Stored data

______

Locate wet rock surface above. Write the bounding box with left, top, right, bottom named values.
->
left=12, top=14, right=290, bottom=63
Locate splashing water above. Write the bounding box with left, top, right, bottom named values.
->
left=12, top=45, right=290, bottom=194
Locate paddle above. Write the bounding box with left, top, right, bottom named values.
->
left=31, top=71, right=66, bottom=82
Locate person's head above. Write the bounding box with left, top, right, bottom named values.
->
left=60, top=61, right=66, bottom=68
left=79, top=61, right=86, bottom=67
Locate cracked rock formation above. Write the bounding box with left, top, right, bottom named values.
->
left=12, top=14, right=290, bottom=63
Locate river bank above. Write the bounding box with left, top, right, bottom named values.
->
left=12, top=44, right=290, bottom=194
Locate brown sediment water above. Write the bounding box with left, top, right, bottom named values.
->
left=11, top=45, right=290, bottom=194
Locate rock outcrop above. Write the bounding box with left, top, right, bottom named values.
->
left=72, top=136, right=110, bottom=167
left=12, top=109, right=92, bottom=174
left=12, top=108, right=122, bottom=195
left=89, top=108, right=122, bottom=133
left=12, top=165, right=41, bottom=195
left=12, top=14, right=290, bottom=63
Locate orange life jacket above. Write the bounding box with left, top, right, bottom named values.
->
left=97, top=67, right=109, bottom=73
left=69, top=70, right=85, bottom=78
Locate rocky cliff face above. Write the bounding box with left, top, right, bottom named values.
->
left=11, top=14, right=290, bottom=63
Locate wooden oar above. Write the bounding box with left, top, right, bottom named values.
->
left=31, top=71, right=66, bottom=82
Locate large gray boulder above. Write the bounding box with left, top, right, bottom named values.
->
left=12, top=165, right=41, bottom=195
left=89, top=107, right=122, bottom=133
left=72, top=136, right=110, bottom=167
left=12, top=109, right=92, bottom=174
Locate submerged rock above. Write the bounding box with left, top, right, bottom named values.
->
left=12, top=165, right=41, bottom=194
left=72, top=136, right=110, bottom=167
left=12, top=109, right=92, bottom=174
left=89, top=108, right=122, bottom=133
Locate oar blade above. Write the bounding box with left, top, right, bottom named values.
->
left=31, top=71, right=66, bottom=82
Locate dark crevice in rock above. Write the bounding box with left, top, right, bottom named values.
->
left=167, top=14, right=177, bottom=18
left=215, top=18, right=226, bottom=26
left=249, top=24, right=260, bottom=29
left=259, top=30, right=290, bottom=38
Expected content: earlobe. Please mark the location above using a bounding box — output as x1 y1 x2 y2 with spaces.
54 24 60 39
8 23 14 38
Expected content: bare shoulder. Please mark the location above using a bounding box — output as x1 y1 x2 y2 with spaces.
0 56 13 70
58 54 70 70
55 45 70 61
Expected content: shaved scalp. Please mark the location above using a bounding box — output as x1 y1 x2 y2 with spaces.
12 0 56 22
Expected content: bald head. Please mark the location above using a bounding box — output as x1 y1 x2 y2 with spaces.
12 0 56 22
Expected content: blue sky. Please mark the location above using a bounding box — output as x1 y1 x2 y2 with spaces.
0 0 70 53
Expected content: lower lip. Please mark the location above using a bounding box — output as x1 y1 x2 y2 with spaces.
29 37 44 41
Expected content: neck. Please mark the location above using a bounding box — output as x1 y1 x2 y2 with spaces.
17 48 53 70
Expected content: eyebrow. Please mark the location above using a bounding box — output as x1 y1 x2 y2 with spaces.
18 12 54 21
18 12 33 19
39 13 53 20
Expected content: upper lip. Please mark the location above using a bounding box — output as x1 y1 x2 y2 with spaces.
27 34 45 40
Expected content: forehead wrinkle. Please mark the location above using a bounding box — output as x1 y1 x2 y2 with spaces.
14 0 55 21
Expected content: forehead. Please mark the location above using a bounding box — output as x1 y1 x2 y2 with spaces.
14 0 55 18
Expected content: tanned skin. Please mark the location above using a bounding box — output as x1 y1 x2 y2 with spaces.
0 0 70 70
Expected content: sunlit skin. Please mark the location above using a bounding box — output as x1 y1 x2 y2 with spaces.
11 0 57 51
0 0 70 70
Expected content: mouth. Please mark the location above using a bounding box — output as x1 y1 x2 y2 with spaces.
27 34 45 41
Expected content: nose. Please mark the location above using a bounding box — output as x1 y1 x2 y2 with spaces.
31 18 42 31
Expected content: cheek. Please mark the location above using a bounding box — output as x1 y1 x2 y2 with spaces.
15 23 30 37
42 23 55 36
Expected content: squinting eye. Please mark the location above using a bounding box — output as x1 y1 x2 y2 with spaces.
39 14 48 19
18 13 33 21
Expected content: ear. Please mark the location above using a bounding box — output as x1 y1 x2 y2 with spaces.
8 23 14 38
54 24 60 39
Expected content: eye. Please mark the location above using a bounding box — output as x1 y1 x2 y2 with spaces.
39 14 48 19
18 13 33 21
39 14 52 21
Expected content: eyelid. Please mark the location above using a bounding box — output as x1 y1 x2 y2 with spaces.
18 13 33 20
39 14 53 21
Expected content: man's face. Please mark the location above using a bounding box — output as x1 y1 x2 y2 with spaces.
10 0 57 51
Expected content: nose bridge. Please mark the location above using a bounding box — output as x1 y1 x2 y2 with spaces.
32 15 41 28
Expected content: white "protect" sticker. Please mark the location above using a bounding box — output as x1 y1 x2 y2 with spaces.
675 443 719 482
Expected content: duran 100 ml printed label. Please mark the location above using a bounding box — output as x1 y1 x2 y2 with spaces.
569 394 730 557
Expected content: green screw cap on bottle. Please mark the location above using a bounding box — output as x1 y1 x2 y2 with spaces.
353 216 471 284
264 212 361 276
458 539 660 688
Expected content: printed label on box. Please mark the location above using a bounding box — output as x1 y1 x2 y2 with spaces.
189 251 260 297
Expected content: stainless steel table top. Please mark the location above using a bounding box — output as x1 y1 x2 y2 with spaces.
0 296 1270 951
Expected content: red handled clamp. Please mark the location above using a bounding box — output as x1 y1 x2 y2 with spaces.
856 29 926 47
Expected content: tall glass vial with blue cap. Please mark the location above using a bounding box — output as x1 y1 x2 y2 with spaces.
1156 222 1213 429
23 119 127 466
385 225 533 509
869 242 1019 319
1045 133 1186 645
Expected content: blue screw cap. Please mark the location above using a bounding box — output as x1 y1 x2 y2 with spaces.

______

▶ _Your goal_:
Please write out all of the data above again, substituting "enclosing rectangle" for each "bounding box" and changing nothing else.

▶ _Reply to the task_:
Locate wet rock surface above. Write the enclosing rectangle with left, top, right, bottom named values.
->
left=12, top=14, right=290, bottom=63
Locate splashing water above. Write the enclosing rectangle with left, top, right, bottom named values.
->
left=12, top=45, right=290, bottom=194
Locate paddle above. Write the enclosing rectangle with left, top, right, bottom named values.
->
left=31, top=71, right=66, bottom=82
Locate person's head above. Write the enclosing rectangle with left, top, right, bottom named values.
->
left=60, top=61, right=66, bottom=68
left=79, top=61, right=86, bottom=67
Locate cracked rock formation above. Write the enclosing rectangle with left, top, right, bottom named values.
->
left=12, top=14, right=290, bottom=63
Locate river bank above. Write the enclosing rectangle with left, top, right, bottom named values.
->
left=12, top=44, right=290, bottom=194
Locate brown sediment water above. Write the enclosing rectangle with left, top, right, bottom named values.
->
left=11, top=45, right=290, bottom=194
Locate rock outcrop above. Write the enclosing rectangle with left, top, right, bottom named values.
->
left=72, top=136, right=110, bottom=167
left=12, top=109, right=92, bottom=174
left=12, top=108, right=122, bottom=195
left=89, top=108, right=122, bottom=133
left=12, top=165, right=41, bottom=195
left=12, top=14, right=290, bottom=63
Locate orange life jacket above. Write the enclosing rectangle with left, top, right, bottom named values.
->
left=97, top=67, right=109, bottom=73
left=69, top=70, right=85, bottom=78
Locate rocky cliff face above. Write the enclosing rectangle with left, top, right, bottom named values.
->
left=11, top=14, right=290, bottom=63
Locate wooden oar above. Write the enclosing rectangle with left, top, right, bottom named values.
->
left=31, top=71, right=66, bottom=82
Locate large gray boulder above. Write the enclosing rectangle with left, top, right, bottom named values.
->
left=12, top=165, right=41, bottom=195
left=89, top=107, right=122, bottom=133
left=72, top=136, right=110, bottom=167
left=12, top=109, right=92, bottom=174
Locate submerged rock above. Write the enclosing rectangle with left, top, right, bottom named values.
->
left=12, top=165, right=41, bottom=194
left=72, top=136, right=110, bottom=167
left=12, top=109, right=92, bottom=174
left=89, top=108, right=122, bottom=133
Locate oar blade above. Write the enclosing rectangle with left, top, right, bottom named values.
->
left=31, top=71, right=66, bottom=82
Locate dark crevice in rock above. Write the enclosing rectangle with left, top, right, bottom named values.
->
left=167, top=14, right=177, bottom=18
left=215, top=18, right=226, bottom=26
left=249, top=24, right=260, bottom=29
left=259, top=30, right=290, bottom=38
Expected content: earlobe. Please mark the location above using a enclosing rectangle — output as x1 y1 x2 y2 with spaces.
54 24 60 39
8 23 14 38
Expected content: bare shoulder. Please mark the location above using a enclosing rectangle — output as x1 y1 x2 y2 with spaces.
0 56 13 70
58 54 70 70
55 45 70 61
Expected content: shaved scalp. Please mark the location above using a enclosing rectangle — output as x1 y1 x2 y2 with spaces.
12 0 56 22
Expected content: bald head. Please mark the location above using a enclosing rectangle — output as x1 y1 x2 y2 with spaces.
12 0 56 22
Expected content: blue sky. Please mark the location above using a enclosing rectangle — output as x1 y1 x2 y2 with spaces.
0 0 70 53
Expected content: lower lip. Please mark the location above using a enclosing rectangle — output as x1 y1 x2 y2 with spaces.
29 37 44 41
Expected content: neck. Please mark the location above using a enclosing rectangle — output as x1 y1 x2 y2 with spaces.
17 48 53 70
Expected content: eyebrow. Please mark the location above using a enclosing rectangle — output as x1 y1 x2 y2 with spaces.
18 12 54 21
18 12 33 19
39 13 53 20
Expected content: upper lip. Please mark the location above using a enclosing rectangle — output as x1 y1 x2 y2 with spaces.
27 34 45 40
Expected content: forehead wrinkle. Please mark the location above using a enclosing rectangle — output as x1 y1 x2 y2 with spaces.
14 0 55 21
Expected content: forehead. Please mark the location above using a enclosing rectangle — output as x1 y1 x2 y2 with spaces.
14 0 55 18
Expected content: tanned skin. Please mark the location above using a enclosing rectangle — output as x1 y1 x2 y2 with spaces.
0 0 70 70
Expected content: sunlit skin. Please mark the location above using a enclosing rectangle — output as x1 y1 x2 y2 with spaces.
11 0 57 51
0 0 70 70
Expected content: mouth. Please mark the location above using a enclosing rectangle — output as x1 y1 x2 y2 with spaces.
27 34 45 41
Expected content: nose. Please mark the location above using a enclosing rectangle — output as x1 y1 x2 y2 with spaces.
31 18 42 31
Expected content: cheek. Please mark the location above using a enclosing rectangle — output as x1 y1 x2 y2 with spaces.
15 23 30 37
42 23 55 36
Expected content: squinting eye. Please mark the location above using a enclosing rectangle — output as x1 y1 x2 y2 with spaces.
39 14 48 19
18 13 33 21
Expected content: ear. Please mark the location above using a enclosing rectangle — output as x1 y1 x2 y2 with spaces.
8 23 14 38
54 24 60 39
Expected content: eye. Please mark the location above using a enclosing rectangle — output as x1 y1 x2 y2 with spaces.
39 14 48 19
18 13 33 21
39 14 52 21
Expected content: eyelid. Please mark the location above using a enclosing rectangle — output as x1 y1 x2 y2 with spaces.
18 13 33 20
39 14 53 21
Expected content: man's face. Please mark the location above using a enclosing rectangle — output as x1 y1 x2 y2 with spaces.
10 0 57 51
Expected content: nose bridge. Please mark the location above using a enclosing rectangle — output as x1 y1 x2 y2 with spaces.
32 15 41 28
Expected content: white "protect" sticker. Please mark the location above using a enclosing rectangle — output as x1 y1 x2 y2 with spaces.
675 443 719 482
Expected content: duran 100 ml printed label. Please mark the location above using a enclosing rectangle — output as x1 y1 x2 y2 with spaces.
569 394 730 557
Expected content: green screw cap on bottle. Please mark the location above using a enclosing rectangle — output as x1 y1 x2 y2 with spaces.
353 216 471 284
264 212 361 276
458 539 660 688
Expected content: printed label on box. Please mark the location above using a enclosing rectangle — output as x1 y1 x2 y2 with spaces.
189 251 260 297
Expected content: stainless steel table top. Please mark the location above using a enclosing rectangle — output as x1 y1 x2 y2 with spaces.
0 296 1270 951
Expected content: red handled clamp. Please mark the location above using a enclosing rectangle — output as x1 y1 x2 y2 with spaces.
856 29 926 47
Expected content: tall glass vial with blue cap. Please mark the location above using a enclosing rectangle — output as x1 y1 x2 y2 with spaces.
1156 222 1213 429
23 119 127 466
385 225 533 509
869 242 1019 319
1045 133 1186 645
Expected content: blue screw cap. Please mark the location above using a enclosing rectangle — output as x1 y1 x2 y2 with spaces.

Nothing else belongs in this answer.